Het is 4 november. Er is nog geen finale uitslag van de presidentsverkiezingen in de Verenigde Staten, maar dat het erg spannend wordt is wel al duidelijk. De zenuwen staan gespannen, want het is verre van zeker dat de Grote Brulboei van zijn troon gestoten zal worden.
Dat lokt her en der al reacties uit van verslagenheid, verrassing en onbegrip over hoe mensen zo dom kunnen stemmen. Nu in Amerika, straks bij ons? Ik voel het ook. Maar nog sterker is het gevoel dat we ongeacht de uitkomst, nood zullen hebben aan nadenken voorbij het eigen grote gelijk.
Net voor de eerste overwinning van Trump in 2016 bracht de Amerikaanse sociologe A.R. Hochschild een boek uit dat internationaal geprezen werd als een mustread voor wie de verkiezingsuitslag wou begrijpen: Strangers in Their Own Land. Anger and Mourning on the American Right.
Hochschild maakt erin geen grote politieke analyses maar baseert zich op gesprekken met gewone Amerikanen die rechtstreeks negatief getroffen worden door rechts beleid, maar er toch voor stemmen. Meer nog: ze stemmen voor een extreemrechtse variant.
‘Waarom steunen mensen politici die een beleid voeren dat hun situatie slechter maakt?’ is dus haar vraag. De klassieke antwoorden 1) omdat ze ‘het’ niet snappen en 2) omdat ze egoïstisch redeneren, kloppen niet volgens Hochschild.
Wat stelt ze wel vast? Ons stemgedrag is maar deels gebaseerd op ratio en meningen. Er is ook een onderliggend gevoel. Je kan dat gevoel zichtbaar maken door er een verhaal van te maken, een deep story. Iedereen met wie ze gesproken heeft kan er zich mee identificeren. Ze zien het als fundamenteel waar.
Het verhaal gaat zo: Je staat in een lange rij van mensen, op een pad dat een heuvel omhoog gaat. Je kan niet zien wat er zich bovenaan bevindt, maar je weet dat daar the American Dream is (oftewel jouw ideaal: succes, een huis, voldoende geld voor je gezin, comfortabel leven…).
Je staat niet helemaal achteraan in de rij, maar ook niet vooraan. De rij lijkt echter niet meer vooruit te gaan, het duurt lang. Plots komen er mensen die je voorbijsteken. Er is ook iemand bij die hen naar voren loodst en zegt waar ze mogen gaan staan, een gezagsfiguur. Wanneer je er iets van zegt, word je door iemand vooraan in de rij toegeroepen dat je dom bent en dat je moet zwijgen.
De “voorbij-stekers” in het verhaal zijn migranten, uitkeringstrekkers, alleenstaande moeders, … Diegene die hen helpt voorsteken is “de overheid”. Diegene die je beledigt wanneer je er iets van zegt, is een hooggeschoolde, linkse stedeling.

- [Uit te voeren taak] Leg in één tot drie zinnen uit waarom de zenuwen volgens de tekst hierboven over de Amerikaanse presidentsverkiezingen gespannen staan.

- [Materiaal]
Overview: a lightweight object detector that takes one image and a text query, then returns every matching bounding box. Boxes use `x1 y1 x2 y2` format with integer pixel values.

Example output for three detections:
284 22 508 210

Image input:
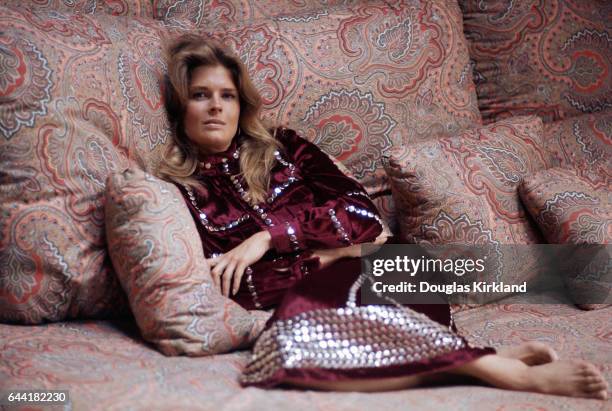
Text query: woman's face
184 66 240 155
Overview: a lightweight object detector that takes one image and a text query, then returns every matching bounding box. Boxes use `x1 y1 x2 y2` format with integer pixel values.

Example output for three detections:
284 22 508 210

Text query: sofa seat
0 300 612 411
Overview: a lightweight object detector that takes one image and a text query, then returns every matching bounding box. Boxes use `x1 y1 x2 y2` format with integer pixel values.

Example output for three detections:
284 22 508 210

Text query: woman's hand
312 225 391 268
207 231 272 297
312 244 361 268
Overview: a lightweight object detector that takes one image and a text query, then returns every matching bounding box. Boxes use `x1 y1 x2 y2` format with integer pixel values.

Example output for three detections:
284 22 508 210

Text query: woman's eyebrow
189 84 238 92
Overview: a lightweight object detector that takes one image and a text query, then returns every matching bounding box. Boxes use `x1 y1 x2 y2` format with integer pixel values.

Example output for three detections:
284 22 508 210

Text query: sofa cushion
460 0 612 122
387 116 551 292
105 167 267 356
153 0 360 27
519 168 612 244
0 7 169 323
544 110 612 189
160 0 480 230
0 0 153 18
519 168 612 310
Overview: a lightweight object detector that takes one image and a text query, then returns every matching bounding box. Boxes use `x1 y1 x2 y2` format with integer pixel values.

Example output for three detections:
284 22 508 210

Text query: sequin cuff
268 221 302 253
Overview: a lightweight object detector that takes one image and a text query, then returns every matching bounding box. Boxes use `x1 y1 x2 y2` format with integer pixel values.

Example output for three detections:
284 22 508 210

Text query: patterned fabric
0 304 612 411
0 7 175 323
105 168 267 356
519 168 612 244
387 116 551 294
460 0 612 122
519 168 612 309
152 0 360 27
159 0 480 222
544 110 612 189
0 0 153 17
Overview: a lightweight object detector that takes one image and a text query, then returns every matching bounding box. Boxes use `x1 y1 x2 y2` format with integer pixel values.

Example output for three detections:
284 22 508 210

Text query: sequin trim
266 168 298 204
285 223 300 251
327 208 352 245
346 191 370 199
183 184 251 232
244 267 261 308
241 305 466 383
209 253 262 308
344 205 384 227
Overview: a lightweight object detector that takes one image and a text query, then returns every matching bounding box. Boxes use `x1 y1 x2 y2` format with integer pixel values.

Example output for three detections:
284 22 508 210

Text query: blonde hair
158 34 281 204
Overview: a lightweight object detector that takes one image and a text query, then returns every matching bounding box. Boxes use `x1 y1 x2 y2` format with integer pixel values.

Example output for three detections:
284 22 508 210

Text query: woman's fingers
221 260 236 297
232 262 247 295
210 259 228 293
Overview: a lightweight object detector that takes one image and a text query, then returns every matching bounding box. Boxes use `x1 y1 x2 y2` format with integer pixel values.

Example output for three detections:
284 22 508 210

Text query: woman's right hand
207 231 271 297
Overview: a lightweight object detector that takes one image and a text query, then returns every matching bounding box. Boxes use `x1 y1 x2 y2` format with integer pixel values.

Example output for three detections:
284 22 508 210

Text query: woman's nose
209 95 222 111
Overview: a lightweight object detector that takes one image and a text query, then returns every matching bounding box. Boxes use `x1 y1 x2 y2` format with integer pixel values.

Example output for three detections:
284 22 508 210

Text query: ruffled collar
198 138 241 174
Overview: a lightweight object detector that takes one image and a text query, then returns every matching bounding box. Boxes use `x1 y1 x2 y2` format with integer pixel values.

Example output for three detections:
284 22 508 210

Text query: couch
0 0 612 410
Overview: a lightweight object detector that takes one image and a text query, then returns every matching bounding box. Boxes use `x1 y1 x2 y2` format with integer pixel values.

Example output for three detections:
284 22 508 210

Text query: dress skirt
241 258 495 387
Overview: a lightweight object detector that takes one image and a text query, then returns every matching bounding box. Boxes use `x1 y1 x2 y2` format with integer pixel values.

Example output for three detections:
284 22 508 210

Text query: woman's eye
191 91 206 100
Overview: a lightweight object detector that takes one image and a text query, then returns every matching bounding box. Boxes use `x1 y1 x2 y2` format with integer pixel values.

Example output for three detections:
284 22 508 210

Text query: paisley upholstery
156 0 480 206
0 7 169 323
460 0 612 122
0 0 153 17
387 116 551 292
105 168 267 356
544 110 612 189
519 168 612 310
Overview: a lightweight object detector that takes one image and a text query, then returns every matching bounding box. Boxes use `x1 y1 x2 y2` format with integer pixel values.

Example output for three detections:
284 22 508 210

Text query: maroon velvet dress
179 129 494 386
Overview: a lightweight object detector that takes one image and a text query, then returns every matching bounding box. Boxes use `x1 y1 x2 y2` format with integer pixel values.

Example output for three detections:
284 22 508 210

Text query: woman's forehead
189 65 236 89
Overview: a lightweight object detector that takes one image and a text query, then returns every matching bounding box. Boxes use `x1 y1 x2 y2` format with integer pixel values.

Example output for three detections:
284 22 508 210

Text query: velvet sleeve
269 130 383 253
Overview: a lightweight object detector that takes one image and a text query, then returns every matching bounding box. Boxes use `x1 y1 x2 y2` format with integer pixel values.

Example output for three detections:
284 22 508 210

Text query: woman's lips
204 120 225 129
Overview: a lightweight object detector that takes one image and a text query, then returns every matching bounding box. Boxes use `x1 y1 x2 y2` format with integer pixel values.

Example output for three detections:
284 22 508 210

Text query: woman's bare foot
525 361 608 400
497 341 559 365
447 355 608 400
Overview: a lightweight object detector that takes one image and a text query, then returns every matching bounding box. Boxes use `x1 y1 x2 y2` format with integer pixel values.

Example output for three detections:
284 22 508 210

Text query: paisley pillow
459 0 612 123
544 110 612 189
156 0 481 226
105 168 268 356
0 4 177 324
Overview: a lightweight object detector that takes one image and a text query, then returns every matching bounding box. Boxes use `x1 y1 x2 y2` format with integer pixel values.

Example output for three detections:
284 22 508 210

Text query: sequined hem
241 305 467 384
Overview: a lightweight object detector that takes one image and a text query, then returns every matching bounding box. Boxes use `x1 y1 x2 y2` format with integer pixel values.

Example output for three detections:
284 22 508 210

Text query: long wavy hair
158 35 281 204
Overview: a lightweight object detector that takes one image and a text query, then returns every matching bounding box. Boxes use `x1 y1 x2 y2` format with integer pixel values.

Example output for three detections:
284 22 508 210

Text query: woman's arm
268 130 384 253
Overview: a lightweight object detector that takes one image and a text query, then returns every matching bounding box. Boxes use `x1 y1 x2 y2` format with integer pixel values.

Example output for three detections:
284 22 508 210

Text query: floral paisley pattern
0 36 53 139
519 168 612 244
105 168 263 356
173 0 480 209
460 0 612 122
519 168 612 310
544 111 612 189
387 117 552 288
0 5 175 324
0 0 153 17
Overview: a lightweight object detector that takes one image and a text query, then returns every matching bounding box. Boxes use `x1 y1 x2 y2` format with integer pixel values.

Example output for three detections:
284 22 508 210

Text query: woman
161 36 607 399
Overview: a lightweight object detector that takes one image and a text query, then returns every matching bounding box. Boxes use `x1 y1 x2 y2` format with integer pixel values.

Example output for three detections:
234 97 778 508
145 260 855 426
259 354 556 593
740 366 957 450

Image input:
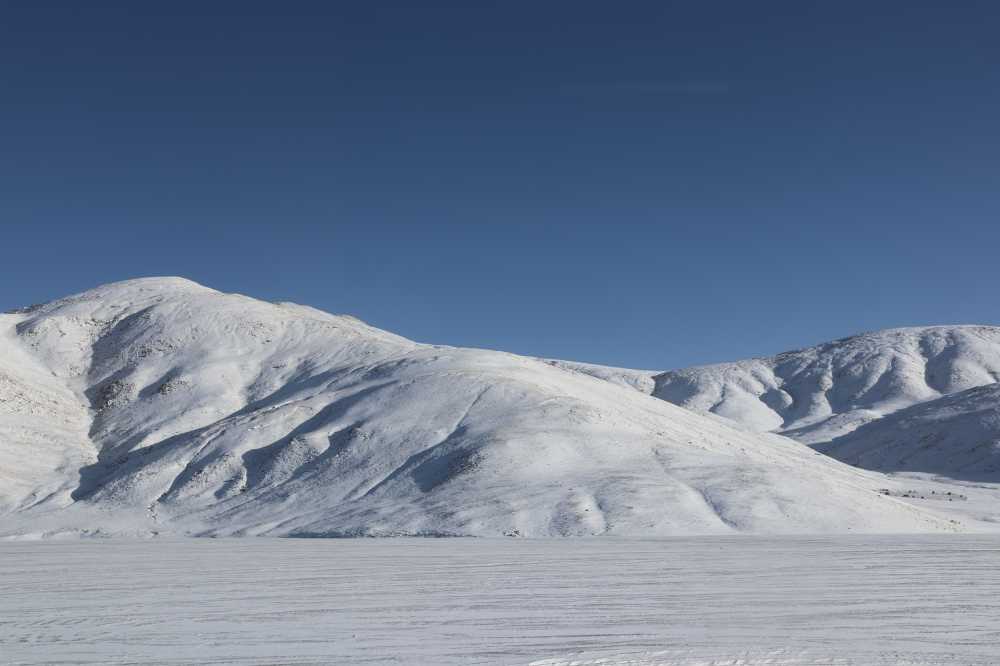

- [Volledig antwoord] Op 4 november is er nog geen finale uitslag van de presidentsverkiezingen in de Verenigde Staten. De zenuwen staan gespannen omdat het verre van zeker is dat "de Grote Brulboei" van zijn troon gestoten zal worden.